*** Vorliegender Text

TITANIC



Ich bin nicht gerade ein Fan von James Cameron, ab "Aliens" hat er nichts auf die Beine gestellt, womit ich zufrieden gewesen wäre. Das Thema "Titanic" hängt mir zum Hals heraus, ähnlich "Dracula", "Frankenstein", "Robin Hood" oder ähnlich ausgelutschte Themen - zumal das Thema "Titanic" ja nichtmal was wesentlich Neues bieten kann. Meine Erwartungen an den Film waren im Vorfeld daher ausgesprochen niedrig. Eigentlich schrecke ich vor dem Thema auch aus ganz anderen Gründen zurück - ich habe das Talent, mich mit Filmen (wenn möglich) irgendwie zu identifizieren und das kitschige Geseire älterer Verfilmungen mit herzzerreißenden Abschiedsszenen, absaufendem Männerchor etc. gehört zu der Sorte Vorstellungen, die in die Kategorie "persönlicher Alptraum" zählen, sowas möchte ich nie an der eigenen Haut erleben müssen und Gedankenspiele könnten mir den letzten Schlaf rauben. Ich empfand schon eine im Laufe des letzten Jahres von Premiere ausgestrahlte Doku mit Schilderung von Einzelschicksalen und nachgedrehten Szenen als enervierenden Psycho-Trip mit Langzeitwirkung und schäme mich nicht, das zuzugeben. Des weiteren stand auf dem Filmplakat der Name "Billy Zane" - ein Schauspieler, der selbst für B-Pictures zu fünftklassig ist und mich mit seiner dümmlich grinsenden Fratze eher von einem Film abschreckt.


Weshalb ich ihn mir doch angesehen habe? Erstens weil man mitreden möchte (aus diesem Grund schreckte ich dummerweise auch vor ID4 nicht zurück) und zweitens, weil mich bereits Copolla mit einer neuen Verfilmung eines ausgelutschten Themas angenehm überrascht hat, ein Funken Hoffnung schwelte also in mir - angesichts des Regisseurs jedoch kein glühender. Ebenso sehe ich mir gerne lange Filme an, und diese sind selten genug, um sich ja keinen entgehen zu lassen :-)


Okay, da saß ich dann im Kino, genauer gesagt in der Schauburg in Karlsruhe. Dieses Kino war ein Kompromiß, denn das Publikum kann man in der Regel auf den Mond schießen und wie erwartet lief dort nicht die DTS-Kopie, sondern die DD-Fassung (inklusive eines sehr häßlichen Fallbacks). Die Vorführung der Originalfassung kam aufgrund der Laufzeit anscheinend von vorneherein nicht in Frage, weshalb dann die DTS-Kopie bezahlen ... naja, egal. Wenigstens machten sie während des Films keine Pinkelpause für die knapp 150 anwesenden Mädels, dann wäre die Vorstellung wohl erst zwei Tage später beendet gewesen ... Nun denn, konzentrieren wir uns jetzt auf das Wesentliche, nämlich den Film.

******
*** Datensätze

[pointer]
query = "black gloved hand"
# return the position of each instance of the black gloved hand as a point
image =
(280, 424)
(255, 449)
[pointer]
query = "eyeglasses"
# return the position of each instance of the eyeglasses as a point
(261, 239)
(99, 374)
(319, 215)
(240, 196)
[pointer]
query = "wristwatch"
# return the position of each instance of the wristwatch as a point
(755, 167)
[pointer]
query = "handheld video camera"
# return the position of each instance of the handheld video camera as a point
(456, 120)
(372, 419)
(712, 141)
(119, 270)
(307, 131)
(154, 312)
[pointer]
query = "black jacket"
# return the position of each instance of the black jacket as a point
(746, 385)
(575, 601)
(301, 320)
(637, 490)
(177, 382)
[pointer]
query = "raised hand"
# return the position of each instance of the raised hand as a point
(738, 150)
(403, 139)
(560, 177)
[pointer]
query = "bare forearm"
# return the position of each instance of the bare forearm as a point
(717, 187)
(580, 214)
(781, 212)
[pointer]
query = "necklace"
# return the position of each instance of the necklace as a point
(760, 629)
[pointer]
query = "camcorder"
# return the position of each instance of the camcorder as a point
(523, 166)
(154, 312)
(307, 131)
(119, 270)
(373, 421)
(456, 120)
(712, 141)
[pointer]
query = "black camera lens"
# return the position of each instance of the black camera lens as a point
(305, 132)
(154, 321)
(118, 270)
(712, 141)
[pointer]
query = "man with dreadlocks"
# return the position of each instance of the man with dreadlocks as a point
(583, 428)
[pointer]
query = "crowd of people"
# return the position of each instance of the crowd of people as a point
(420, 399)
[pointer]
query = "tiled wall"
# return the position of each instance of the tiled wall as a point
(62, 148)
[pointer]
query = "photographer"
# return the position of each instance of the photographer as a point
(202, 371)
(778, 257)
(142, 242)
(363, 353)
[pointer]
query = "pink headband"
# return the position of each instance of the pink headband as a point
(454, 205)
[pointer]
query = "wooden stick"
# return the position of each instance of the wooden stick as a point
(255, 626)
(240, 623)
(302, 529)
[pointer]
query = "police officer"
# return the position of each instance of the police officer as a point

******

Aufgabe:
In welchem Kino wurde der Film laut der Kritik zu „Titanic“ angesehen?

Lösung:
In der Schauburg in Karlsruhe.